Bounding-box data

-=-=-=-=-

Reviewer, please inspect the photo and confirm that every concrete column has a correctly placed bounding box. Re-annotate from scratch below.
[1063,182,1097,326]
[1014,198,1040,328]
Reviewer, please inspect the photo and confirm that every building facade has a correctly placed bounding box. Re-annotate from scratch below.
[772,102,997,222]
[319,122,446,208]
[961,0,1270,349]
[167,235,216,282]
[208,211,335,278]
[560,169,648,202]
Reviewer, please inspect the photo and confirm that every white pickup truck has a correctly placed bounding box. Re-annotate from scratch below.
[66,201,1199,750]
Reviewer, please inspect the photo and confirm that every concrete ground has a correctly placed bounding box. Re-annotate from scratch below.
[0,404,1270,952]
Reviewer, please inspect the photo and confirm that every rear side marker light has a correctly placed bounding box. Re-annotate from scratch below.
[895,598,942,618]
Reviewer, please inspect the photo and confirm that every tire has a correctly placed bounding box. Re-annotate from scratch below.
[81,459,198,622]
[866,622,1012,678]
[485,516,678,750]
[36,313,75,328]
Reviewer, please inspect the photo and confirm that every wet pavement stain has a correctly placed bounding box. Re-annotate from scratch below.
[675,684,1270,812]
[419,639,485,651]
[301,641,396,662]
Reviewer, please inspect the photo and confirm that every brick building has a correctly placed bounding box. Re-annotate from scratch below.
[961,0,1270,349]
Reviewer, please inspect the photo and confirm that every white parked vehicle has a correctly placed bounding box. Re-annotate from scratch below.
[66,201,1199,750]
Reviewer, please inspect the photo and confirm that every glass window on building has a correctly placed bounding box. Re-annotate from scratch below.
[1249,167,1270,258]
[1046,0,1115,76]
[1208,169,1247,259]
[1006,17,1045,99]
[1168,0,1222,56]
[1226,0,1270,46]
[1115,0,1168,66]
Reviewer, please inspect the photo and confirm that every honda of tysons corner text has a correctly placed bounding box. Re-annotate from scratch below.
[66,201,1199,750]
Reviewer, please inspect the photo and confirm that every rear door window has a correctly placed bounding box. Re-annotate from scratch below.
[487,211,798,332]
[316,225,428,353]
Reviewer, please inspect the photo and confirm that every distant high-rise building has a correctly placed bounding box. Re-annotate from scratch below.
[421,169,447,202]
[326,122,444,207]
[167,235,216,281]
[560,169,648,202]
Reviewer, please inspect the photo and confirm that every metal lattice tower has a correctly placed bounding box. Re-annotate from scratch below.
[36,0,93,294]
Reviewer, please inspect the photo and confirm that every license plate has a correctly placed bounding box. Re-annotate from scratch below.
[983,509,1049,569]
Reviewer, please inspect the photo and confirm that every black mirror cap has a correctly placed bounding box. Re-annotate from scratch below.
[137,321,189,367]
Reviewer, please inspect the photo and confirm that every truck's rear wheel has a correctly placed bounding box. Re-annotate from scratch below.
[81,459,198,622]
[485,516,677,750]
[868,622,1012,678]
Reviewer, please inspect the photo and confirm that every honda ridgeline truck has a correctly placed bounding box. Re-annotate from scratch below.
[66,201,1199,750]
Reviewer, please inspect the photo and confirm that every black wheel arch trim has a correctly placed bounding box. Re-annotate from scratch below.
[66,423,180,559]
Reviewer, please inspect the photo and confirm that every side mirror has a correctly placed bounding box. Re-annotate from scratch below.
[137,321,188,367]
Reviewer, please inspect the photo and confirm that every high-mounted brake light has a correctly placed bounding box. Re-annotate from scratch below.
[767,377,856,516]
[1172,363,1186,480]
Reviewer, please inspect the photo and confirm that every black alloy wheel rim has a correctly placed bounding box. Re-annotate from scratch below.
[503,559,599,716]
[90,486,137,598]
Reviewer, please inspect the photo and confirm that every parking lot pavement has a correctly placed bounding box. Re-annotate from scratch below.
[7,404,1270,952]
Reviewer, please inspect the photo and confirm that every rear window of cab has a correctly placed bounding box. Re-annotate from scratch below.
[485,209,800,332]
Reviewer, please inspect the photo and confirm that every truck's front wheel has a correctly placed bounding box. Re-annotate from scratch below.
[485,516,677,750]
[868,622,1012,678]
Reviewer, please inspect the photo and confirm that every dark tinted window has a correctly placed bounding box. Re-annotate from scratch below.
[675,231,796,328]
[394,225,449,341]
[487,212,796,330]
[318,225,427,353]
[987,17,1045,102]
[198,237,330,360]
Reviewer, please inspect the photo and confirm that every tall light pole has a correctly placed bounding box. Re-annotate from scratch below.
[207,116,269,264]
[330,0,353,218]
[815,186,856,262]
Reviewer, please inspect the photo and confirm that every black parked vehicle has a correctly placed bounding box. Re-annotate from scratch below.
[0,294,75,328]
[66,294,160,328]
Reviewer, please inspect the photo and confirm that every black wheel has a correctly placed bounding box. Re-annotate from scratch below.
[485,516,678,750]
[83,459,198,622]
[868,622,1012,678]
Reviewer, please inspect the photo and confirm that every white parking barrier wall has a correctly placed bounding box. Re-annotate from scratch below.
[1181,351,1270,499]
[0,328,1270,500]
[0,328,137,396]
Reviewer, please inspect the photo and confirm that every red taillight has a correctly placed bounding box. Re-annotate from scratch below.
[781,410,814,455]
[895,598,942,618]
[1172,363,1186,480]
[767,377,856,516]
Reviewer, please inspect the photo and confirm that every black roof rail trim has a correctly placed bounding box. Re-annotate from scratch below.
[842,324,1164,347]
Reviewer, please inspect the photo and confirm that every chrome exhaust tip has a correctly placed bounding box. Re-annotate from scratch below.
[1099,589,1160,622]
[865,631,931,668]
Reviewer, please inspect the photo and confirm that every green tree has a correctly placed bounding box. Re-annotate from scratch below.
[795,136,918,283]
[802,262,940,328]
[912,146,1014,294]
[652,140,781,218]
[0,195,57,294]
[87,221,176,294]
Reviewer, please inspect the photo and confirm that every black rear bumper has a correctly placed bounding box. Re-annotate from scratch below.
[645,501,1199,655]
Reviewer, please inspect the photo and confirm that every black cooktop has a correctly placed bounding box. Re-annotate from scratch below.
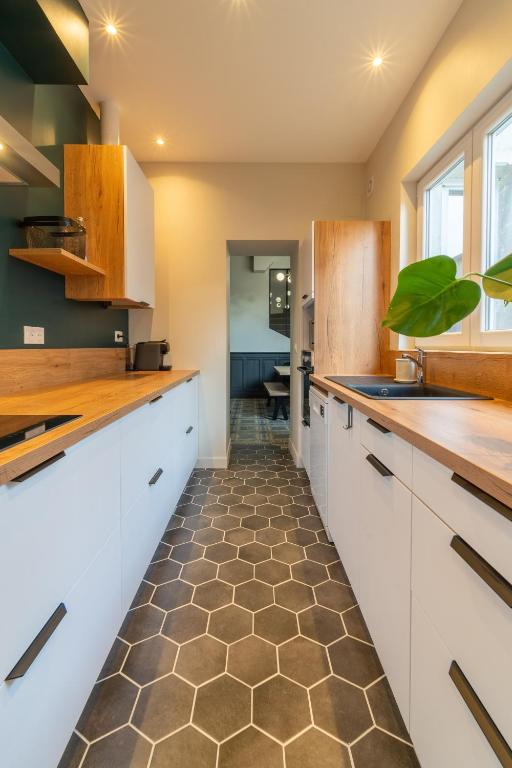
[0,415,80,451]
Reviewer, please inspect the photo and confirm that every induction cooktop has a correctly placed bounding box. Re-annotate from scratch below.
[0,415,80,451]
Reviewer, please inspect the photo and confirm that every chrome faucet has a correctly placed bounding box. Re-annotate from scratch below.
[402,347,427,384]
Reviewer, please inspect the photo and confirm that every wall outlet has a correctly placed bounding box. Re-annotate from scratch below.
[23,325,44,344]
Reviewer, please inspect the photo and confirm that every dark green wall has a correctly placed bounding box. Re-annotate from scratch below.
[0,45,128,349]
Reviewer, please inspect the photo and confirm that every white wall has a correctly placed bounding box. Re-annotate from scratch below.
[130,163,364,466]
[229,254,290,352]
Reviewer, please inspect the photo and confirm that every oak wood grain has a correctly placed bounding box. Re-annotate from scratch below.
[311,374,512,507]
[0,348,127,395]
[0,370,199,485]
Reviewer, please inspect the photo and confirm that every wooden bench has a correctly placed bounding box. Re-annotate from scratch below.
[263,381,290,421]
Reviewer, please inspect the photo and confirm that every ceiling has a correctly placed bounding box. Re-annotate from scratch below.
[82,0,461,162]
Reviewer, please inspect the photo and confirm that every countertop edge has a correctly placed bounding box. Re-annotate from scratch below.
[310,374,512,507]
[0,369,200,486]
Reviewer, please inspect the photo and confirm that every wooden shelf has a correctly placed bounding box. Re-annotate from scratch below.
[9,248,106,277]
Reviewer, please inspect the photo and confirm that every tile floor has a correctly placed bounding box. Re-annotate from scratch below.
[59,444,418,768]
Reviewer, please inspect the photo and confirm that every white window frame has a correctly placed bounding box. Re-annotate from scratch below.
[415,132,473,349]
[470,91,512,350]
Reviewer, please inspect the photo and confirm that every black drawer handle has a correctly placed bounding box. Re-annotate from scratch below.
[5,603,67,680]
[366,419,391,435]
[11,451,66,483]
[366,453,393,477]
[149,467,164,485]
[450,536,512,608]
[452,472,512,522]
[449,661,512,768]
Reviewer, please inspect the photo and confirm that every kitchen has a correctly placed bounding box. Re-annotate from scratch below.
[0,0,512,768]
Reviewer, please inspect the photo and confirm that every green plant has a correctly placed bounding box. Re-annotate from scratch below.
[382,254,512,337]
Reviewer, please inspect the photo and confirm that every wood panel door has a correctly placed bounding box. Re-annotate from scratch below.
[314,221,390,374]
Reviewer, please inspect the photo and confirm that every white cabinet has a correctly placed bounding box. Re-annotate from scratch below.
[327,398,365,596]
[358,446,411,725]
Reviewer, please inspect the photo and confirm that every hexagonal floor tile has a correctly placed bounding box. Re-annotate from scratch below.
[208,605,252,643]
[298,605,345,645]
[118,605,165,643]
[315,581,357,613]
[151,579,194,611]
[151,725,217,768]
[218,560,254,584]
[309,675,372,743]
[76,675,139,741]
[123,635,178,685]
[194,579,233,611]
[192,675,251,741]
[253,675,311,741]
[285,728,351,768]
[254,605,298,645]
[254,560,290,585]
[175,635,226,685]
[306,544,338,565]
[218,725,283,768]
[272,543,304,565]
[276,580,315,613]
[204,541,237,563]
[329,636,384,688]
[234,579,274,611]
[227,635,277,686]
[238,541,271,563]
[351,728,420,768]
[162,605,208,643]
[132,675,194,741]
[278,637,331,688]
[81,725,151,768]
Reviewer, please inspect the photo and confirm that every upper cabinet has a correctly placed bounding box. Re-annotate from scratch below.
[64,144,155,308]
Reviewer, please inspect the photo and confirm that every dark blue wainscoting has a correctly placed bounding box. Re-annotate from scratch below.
[230,352,290,397]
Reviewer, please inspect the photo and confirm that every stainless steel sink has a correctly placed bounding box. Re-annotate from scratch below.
[326,376,493,400]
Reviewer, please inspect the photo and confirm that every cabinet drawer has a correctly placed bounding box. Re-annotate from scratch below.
[0,424,119,680]
[412,499,512,743]
[361,414,412,488]
[413,448,512,582]
[410,597,506,768]
[0,533,122,768]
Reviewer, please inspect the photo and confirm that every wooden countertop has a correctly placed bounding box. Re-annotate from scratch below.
[0,370,199,485]
[310,374,512,507]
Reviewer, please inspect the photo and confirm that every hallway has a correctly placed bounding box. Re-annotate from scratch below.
[59,439,418,768]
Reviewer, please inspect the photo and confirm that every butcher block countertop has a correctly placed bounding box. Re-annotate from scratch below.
[0,370,199,485]
[310,374,512,507]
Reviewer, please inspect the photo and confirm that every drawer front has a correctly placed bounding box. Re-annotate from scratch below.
[412,499,512,743]
[0,534,122,768]
[0,424,119,680]
[410,597,506,768]
[361,414,412,488]
[413,448,512,582]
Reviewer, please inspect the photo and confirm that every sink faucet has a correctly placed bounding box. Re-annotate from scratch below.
[402,347,427,384]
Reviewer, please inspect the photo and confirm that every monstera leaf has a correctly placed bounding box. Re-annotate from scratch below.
[382,256,482,337]
[482,253,512,301]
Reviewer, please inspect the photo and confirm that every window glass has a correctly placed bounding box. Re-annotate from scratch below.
[485,115,512,331]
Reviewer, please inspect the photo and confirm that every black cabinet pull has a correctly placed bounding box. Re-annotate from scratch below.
[366,419,391,435]
[449,661,512,768]
[5,603,67,680]
[450,536,512,608]
[366,453,393,477]
[452,472,512,522]
[11,451,66,483]
[149,467,164,485]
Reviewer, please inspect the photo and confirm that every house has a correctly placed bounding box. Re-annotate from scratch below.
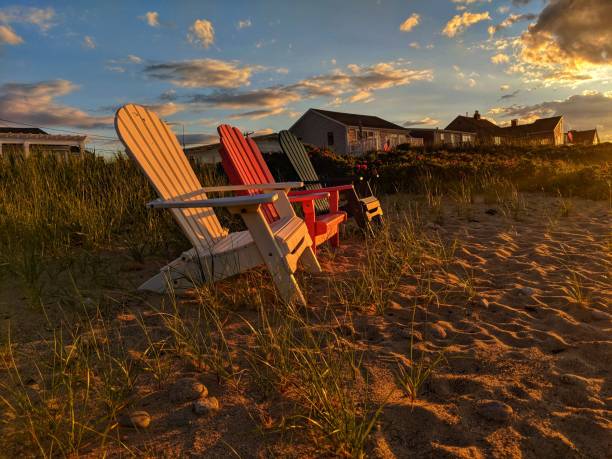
[502,116,564,145]
[185,133,282,164]
[446,110,564,145]
[567,129,599,145]
[289,108,410,155]
[446,110,505,145]
[408,128,476,147]
[0,127,87,157]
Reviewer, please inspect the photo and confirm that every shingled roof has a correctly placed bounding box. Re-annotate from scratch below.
[502,116,563,136]
[311,108,406,131]
[446,116,504,136]
[446,116,563,137]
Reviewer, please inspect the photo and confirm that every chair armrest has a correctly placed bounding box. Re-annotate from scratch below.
[289,190,329,202]
[147,193,278,209]
[316,184,354,193]
[318,175,363,186]
[202,182,304,193]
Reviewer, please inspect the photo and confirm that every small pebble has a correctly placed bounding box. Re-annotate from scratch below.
[591,309,610,320]
[193,397,220,416]
[560,373,589,386]
[476,400,512,422]
[429,324,446,339]
[170,378,208,402]
[117,411,151,429]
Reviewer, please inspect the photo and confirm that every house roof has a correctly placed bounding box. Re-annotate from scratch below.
[570,129,599,143]
[502,116,563,135]
[311,108,406,131]
[0,126,46,134]
[446,116,563,137]
[446,116,503,136]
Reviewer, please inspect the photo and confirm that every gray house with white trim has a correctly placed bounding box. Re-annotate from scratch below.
[289,108,420,155]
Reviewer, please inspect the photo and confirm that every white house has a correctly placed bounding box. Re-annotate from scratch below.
[0,127,87,158]
[289,108,414,155]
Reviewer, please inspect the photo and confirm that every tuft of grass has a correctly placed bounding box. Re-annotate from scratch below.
[395,305,445,404]
[0,302,138,457]
[248,307,384,458]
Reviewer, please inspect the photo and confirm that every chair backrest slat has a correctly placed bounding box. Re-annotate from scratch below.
[278,131,329,213]
[217,124,279,222]
[115,104,226,250]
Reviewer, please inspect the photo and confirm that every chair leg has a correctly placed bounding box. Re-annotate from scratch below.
[272,269,308,306]
[300,247,322,273]
[237,208,306,306]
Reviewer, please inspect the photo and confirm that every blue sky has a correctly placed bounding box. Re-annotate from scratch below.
[0,0,612,153]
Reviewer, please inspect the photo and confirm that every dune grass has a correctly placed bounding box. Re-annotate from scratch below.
[0,146,610,457]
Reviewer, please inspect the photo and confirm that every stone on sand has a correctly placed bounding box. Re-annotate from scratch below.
[476,400,512,422]
[170,378,208,402]
[560,373,589,386]
[117,411,151,429]
[429,323,446,339]
[193,397,220,416]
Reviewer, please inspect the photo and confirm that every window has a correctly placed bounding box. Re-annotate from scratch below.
[349,128,357,143]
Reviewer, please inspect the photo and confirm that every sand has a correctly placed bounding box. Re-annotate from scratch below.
[2,195,612,458]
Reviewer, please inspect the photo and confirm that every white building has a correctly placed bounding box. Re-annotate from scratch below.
[289,108,422,155]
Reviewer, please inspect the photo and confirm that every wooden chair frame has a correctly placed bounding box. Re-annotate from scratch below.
[115,104,321,304]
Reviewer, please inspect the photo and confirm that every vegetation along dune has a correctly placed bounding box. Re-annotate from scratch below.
[0,0,612,459]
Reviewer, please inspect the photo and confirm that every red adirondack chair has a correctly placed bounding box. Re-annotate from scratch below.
[217,124,347,249]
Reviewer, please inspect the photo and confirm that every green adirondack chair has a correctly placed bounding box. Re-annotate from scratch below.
[278,131,383,231]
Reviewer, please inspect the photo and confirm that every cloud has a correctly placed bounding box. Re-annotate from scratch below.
[187,19,215,48]
[236,19,252,30]
[0,80,113,129]
[348,90,374,103]
[83,35,96,49]
[0,25,23,45]
[512,0,612,85]
[189,86,302,109]
[143,59,261,89]
[187,62,433,119]
[442,11,491,38]
[229,107,286,120]
[104,65,125,73]
[400,13,421,32]
[499,89,521,100]
[489,92,612,140]
[138,11,159,27]
[0,6,55,32]
[402,116,440,127]
[491,53,510,64]
[145,102,187,117]
[487,14,538,35]
[176,133,219,145]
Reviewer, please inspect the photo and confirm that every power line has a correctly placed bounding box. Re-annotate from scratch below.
[0,118,119,140]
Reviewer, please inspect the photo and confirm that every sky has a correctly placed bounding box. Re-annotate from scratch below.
[0,0,612,153]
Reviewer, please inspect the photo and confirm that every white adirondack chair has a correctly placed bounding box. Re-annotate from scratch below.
[115,104,325,303]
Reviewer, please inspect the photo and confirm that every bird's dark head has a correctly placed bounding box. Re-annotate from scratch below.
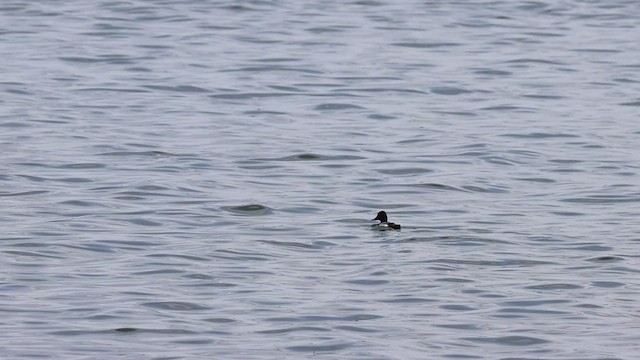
[371,211,387,222]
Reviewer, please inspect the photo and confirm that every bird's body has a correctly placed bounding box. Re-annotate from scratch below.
[371,211,401,231]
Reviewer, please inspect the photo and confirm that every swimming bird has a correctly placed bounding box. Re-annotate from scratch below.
[371,211,400,231]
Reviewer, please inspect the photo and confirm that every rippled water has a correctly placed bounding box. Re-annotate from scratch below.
[0,0,640,360]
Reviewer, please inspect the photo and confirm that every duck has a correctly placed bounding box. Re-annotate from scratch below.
[371,211,400,231]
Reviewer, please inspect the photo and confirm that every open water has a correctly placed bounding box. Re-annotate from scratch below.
[0,0,640,360]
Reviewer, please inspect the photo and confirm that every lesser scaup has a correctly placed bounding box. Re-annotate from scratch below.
[371,211,400,231]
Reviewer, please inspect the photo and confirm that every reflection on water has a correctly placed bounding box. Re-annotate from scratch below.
[0,0,640,359]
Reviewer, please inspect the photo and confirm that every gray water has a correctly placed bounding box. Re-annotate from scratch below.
[0,0,640,360]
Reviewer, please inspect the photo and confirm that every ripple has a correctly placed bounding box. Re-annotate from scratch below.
[142,301,211,311]
[462,336,549,346]
[221,204,273,216]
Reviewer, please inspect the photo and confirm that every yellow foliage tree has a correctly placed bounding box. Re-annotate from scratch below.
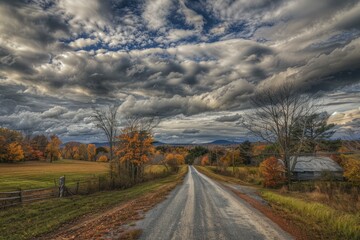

-=-=-=-=-

### Objective
Rewrite the stretch of the data from the line containing "Reviewer, please inspect the photo and confirm that every tire" through the line containing "[36,313,75,328]", swapping "tire" for "wheel" and leaving everything else as it is.

### Result for this task
Reviewer, please inspect the photo and confirm that every wheel has a correctly placed bounding box. Re-annotate from scratch below.
[81,459,198,622]
[866,622,1012,678]
[485,516,678,750]
[36,313,75,328]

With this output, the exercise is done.